-- Work required --
Write the material out again in full, exactly.

-- Extracted records --

_ _ _ _

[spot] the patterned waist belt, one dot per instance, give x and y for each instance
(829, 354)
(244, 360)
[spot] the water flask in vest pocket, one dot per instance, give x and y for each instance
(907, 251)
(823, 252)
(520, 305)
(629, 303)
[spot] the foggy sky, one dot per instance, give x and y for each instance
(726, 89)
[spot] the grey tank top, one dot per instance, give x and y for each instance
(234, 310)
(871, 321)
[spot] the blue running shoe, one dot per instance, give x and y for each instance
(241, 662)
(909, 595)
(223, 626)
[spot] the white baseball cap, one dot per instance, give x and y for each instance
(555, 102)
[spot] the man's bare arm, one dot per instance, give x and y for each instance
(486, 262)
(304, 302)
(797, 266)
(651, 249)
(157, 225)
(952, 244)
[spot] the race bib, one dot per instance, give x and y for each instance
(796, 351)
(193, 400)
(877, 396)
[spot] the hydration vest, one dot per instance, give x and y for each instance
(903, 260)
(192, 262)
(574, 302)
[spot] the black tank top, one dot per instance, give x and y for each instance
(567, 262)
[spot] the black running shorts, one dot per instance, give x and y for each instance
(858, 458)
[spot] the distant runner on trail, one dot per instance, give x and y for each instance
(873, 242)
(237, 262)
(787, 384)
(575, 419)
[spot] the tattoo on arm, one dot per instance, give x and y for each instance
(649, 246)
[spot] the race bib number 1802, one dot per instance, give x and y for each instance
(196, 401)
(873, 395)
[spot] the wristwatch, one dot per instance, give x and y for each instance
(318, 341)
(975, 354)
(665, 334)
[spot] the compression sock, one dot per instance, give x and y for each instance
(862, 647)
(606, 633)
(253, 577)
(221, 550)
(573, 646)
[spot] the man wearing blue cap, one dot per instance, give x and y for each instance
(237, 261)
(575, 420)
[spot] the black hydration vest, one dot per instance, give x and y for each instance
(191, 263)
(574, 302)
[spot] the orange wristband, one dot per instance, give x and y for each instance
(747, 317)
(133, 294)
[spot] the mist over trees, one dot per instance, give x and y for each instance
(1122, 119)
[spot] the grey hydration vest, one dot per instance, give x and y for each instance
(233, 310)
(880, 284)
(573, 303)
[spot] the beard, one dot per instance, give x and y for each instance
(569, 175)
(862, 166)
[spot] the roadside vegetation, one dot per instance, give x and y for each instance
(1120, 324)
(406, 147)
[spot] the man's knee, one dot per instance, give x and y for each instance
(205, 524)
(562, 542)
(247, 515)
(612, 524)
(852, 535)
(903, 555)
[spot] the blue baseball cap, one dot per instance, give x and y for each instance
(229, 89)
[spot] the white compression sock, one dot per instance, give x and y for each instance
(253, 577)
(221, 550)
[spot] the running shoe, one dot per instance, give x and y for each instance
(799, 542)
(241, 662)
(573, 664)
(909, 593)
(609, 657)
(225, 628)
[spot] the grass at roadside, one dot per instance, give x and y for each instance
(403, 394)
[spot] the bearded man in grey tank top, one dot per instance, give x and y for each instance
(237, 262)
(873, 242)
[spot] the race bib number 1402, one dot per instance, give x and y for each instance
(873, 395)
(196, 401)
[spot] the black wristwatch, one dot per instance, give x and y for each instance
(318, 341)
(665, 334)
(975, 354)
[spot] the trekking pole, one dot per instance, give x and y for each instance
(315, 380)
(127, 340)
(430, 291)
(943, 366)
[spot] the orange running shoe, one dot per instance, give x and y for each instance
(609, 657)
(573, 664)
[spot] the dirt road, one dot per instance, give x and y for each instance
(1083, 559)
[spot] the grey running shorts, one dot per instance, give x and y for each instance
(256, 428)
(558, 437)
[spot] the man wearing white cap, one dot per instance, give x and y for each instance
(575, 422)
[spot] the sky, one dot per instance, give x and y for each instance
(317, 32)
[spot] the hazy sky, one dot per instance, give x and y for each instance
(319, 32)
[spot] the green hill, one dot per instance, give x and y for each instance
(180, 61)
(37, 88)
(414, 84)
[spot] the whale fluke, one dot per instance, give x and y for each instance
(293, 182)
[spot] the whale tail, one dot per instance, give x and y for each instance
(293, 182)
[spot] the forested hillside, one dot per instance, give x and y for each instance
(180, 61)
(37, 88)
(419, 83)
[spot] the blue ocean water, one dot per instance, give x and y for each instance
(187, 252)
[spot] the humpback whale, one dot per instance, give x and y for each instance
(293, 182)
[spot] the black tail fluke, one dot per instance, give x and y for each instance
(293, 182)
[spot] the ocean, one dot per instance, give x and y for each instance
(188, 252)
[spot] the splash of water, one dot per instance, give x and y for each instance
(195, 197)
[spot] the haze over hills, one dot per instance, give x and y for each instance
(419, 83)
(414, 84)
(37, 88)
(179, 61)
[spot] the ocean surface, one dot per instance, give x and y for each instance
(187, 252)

_ _ _ _

-- Reply to the task --
[spot] the patterned waist belt, one dot per instance, give x and y for each instance
(829, 354)
(244, 360)
[spot] the water flask in vest pocket, one dot per instance, give x and y for each instance
(907, 251)
(823, 252)
(520, 305)
(629, 303)
[spot] the foggy sky, one dot per instance, give x and y for each instance
(726, 89)
[spot] the grey tank top, one dot per instance, give x and y for each instance
(234, 310)
(871, 321)
[spot] the blue running shoe, one dot per instance, give x and y for each instance
(241, 662)
(909, 595)
(223, 626)
[spot] the white baseball cap, one dot per instance, give x and y for each instance
(555, 102)
[spot] the man's bare arm, one dot per instance, give x and y for each instance
(486, 262)
(304, 302)
(797, 266)
(651, 249)
(157, 225)
(952, 244)
[spot] the race bib, one dot per instance, give x and y for each instance
(796, 351)
(193, 400)
(877, 396)
[spot] the hydration vest, one dot per instance, give x and y for each instance
(903, 260)
(192, 262)
(574, 302)
[spot] the black tank top, one dot per instance, give x and y for each instance
(567, 262)
[spot] the black running shorts, one dot per instance, give x and y for each instance
(858, 458)
[spot] the distant runner on trail, one dot per instance, give x and y for each instance
(873, 242)
(237, 262)
(787, 384)
(575, 419)
[spot] the tattoo on arm, one dot per instance, give x and y for each instance
(649, 246)
[spot] the race bib number 1802, one dot per instance, give x and y for each instance
(196, 401)
(873, 395)
[spot] the wristwatch, one dot per instance, give x and y for each instance
(318, 341)
(975, 354)
(665, 334)
[spot] the compression sock, one dot per instance, give x and y for each instance
(862, 647)
(606, 633)
(253, 577)
(221, 550)
(573, 646)
[spot] the man wearing blue cap, one dot per instance, give x and y for each instance
(237, 261)
(575, 420)
[spot] the black hydration vest, one dot per instance, give x and y for each instance
(191, 263)
(574, 302)
[spot] the orange wristband, one dot per instance, give x and y for each instance
(747, 317)
(133, 294)
[spot] the mist over trees, one dot per instance, give x and y for each instance
(1122, 119)
[spot] the grey hydration vest, one dot per instance, give x and y for each instance
(233, 310)
(880, 284)
(573, 303)
[spot] the beard, one dot per instance, give x and y for each instance
(569, 175)
(862, 166)
[spot] the roadside vegetation, one dot per instance, give x and y for each instance
(1120, 324)
(406, 147)
[spot] the man's knee, one dot per instance, give x and y for each instance
(205, 524)
(562, 542)
(247, 515)
(612, 524)
(852, 535)
(903, 555)
[spot] the blue baseball cap, one dot per instance, give x and y for each instance
(229, 89)
[spot] the white compression sock, one dot per instance, give x and y for each instance
(253, 577)
(221, 550)
[spot] the running shoe, one dot per instance, give x and y for each instance
(799, 542)
(241, 662)
(573, 664)
(909, 593)
(609, 657)
(225, 628)
[spot] the grass at roadside, one dot per instance, give x and y for each instance
(403, 394)
[spot] the bearded man in grey tank top, one dot per instance, give x and y for each instance
(237, 262)
(873, 242)
[spot] the race bib number 1402, one dot per instance, give x and y for each instance
(873, 395)
(196, 401)
[spot] the black wristwatch, one dot per instance, give x and y for each instance
(318, 341)
(665, 334)
(975, 354)
[spot] the trekking pole, one dot per instance, give x and y for each instance
(315, 380)
(127, 340)
(430, 291)
(943, 366)
[spot] the orange running shoe, one dot per instance, give x and y for each instance
(609, 657)
(573, 664)
[spot] the dirt road, one dot per instance, give x and y for each instance
(1083, 559)
[spot] the grey running shorts, one dot per instance, give x and y for each instance
(256, 428)
(558, 437)
[spot] the man wearing white cap, one dot per instance, give x and y for each instance
(575, 422)
[spot] the sky, one dot per instance, give x and y for each instance
(317, 32)
[spot] the hazy sky, one dot per instance, give x and y for each instance
(319, 32)
[spot] the green hill, one dot per instance, give x and y for each instance
(180, 61)
(37, 88)
(414, 84)
[spot] the whale fluke, one dot per instance, give x and y for each instance
(293, 182)
[spot] the whale tail, one dot per instance, give x and y for each instance
(293, 182)
[spot] the forested hillside, one dot per instance, give x and y for each instance
(180, 61)
(37, 88)
(419, 83)
[spot] the blue ocean water, one dot per instance, give x and y for each instance
(187, 252)
[spot] the humpback whale, one dot per instance, give x and y for each instance
(293, 182)
[spot] the black tail fluke, one dot per instance, give x and y for each instance
(293, 182)
[spot] the ocean, one dot per instance, give x and y for each instance
(188, 252)
[spot] the splash of water, one dot per instance, give x and y for each instance
(195, 197)
[spot] the haze over hills, one dot per instance, give x and y for each instance
(419, 83)
(414, 84)
(37, 88)
(179, 61)
[spot] the ocean surface, one dot per instance, give x and y for each instance
(187, 252)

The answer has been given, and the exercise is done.